→ Dataset
•••••

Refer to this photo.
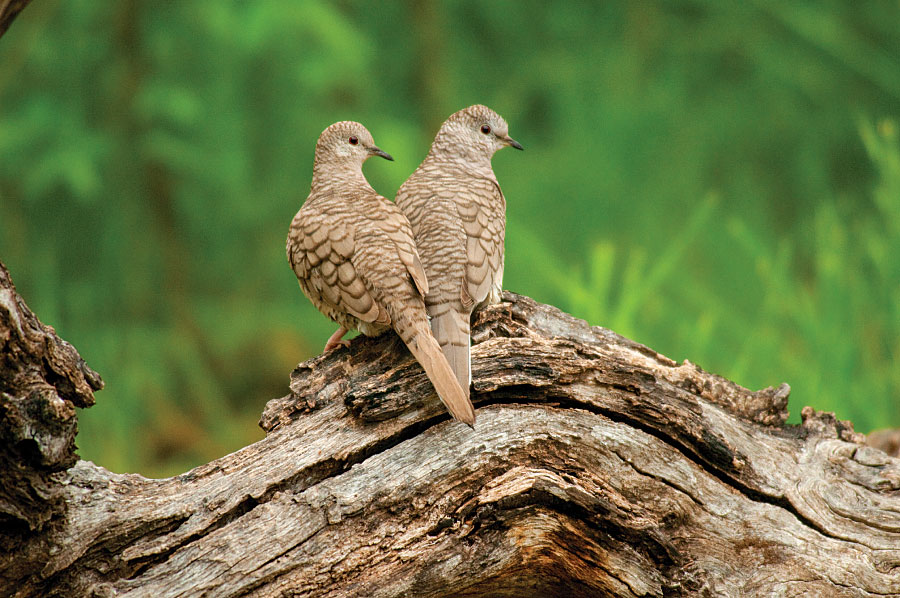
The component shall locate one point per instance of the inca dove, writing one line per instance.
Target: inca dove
(458, 217)
(353, 253)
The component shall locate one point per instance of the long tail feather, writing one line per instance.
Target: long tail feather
(428, 353)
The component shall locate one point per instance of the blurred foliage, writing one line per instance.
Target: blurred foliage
(720, 181)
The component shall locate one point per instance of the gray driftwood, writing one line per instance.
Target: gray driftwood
(597, 467)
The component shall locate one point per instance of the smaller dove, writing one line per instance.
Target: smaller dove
(354, 256)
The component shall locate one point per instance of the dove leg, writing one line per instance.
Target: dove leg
(335, 340)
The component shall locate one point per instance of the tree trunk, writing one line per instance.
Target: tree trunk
(597, 467)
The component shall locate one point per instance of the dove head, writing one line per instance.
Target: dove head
(346, 144)
(474, 133)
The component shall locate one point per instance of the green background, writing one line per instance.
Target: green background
(717, 180)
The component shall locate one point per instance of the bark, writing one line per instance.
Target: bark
(597, 467)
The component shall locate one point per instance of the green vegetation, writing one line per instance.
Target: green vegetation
(720, 181)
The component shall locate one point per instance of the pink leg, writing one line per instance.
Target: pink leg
(335, 340)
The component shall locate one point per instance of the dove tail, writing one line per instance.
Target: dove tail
(428, 353)
(451, 330)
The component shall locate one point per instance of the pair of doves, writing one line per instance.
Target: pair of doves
(419, 266)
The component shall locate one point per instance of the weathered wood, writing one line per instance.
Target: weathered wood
(597, 467)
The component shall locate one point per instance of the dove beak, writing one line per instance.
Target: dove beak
(375, 151)
(513, 143)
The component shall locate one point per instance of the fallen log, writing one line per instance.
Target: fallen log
(597, 467)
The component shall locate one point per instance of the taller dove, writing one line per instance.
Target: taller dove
(458, 217)
(353, 253)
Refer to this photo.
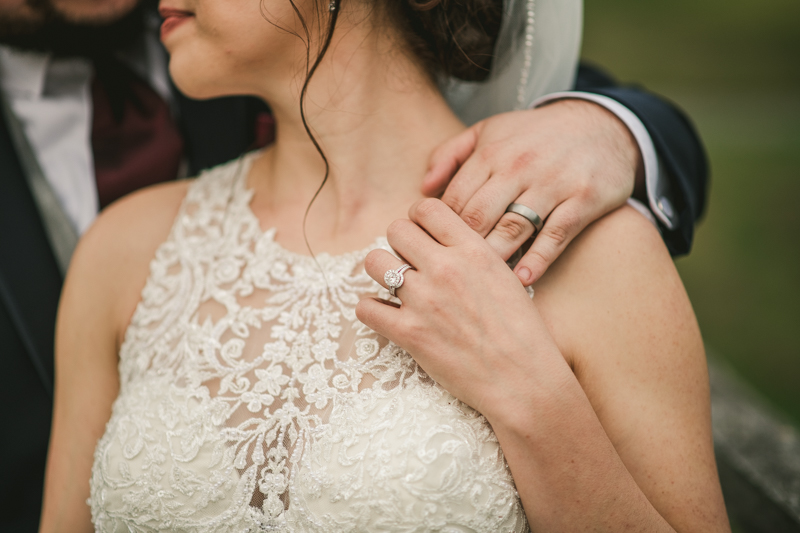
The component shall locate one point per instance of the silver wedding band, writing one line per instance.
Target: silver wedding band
(528, 213)
(394, 278)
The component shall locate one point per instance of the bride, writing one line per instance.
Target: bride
(237, 382)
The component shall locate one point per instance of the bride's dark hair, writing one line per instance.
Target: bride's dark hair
(450, 38)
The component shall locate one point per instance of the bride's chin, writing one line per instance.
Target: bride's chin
(194, 81)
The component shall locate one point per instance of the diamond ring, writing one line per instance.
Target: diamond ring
(394, 278)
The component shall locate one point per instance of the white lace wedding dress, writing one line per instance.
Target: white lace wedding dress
(252, 399)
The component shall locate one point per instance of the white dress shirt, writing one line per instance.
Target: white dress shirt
(659, 195)
(51, 98)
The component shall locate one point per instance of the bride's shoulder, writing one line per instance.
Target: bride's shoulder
(615, 286)
(111, 263)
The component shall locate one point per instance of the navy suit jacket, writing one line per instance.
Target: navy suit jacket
(30, 282)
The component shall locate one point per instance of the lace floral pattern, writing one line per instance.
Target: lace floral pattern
(252, 399)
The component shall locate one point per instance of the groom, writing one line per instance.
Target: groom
(88, 114)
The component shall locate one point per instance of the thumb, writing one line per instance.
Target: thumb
(448, 158)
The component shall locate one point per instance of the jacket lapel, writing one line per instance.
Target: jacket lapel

•••••

→ Exercise objective
Filter the entries above down to the lines that hold the word "lapel", and copy those lines.

→ Answer for this exercise
The component shall locate one point per instance of the jacket lapel, writing one line per instance.
Target: jacket lapel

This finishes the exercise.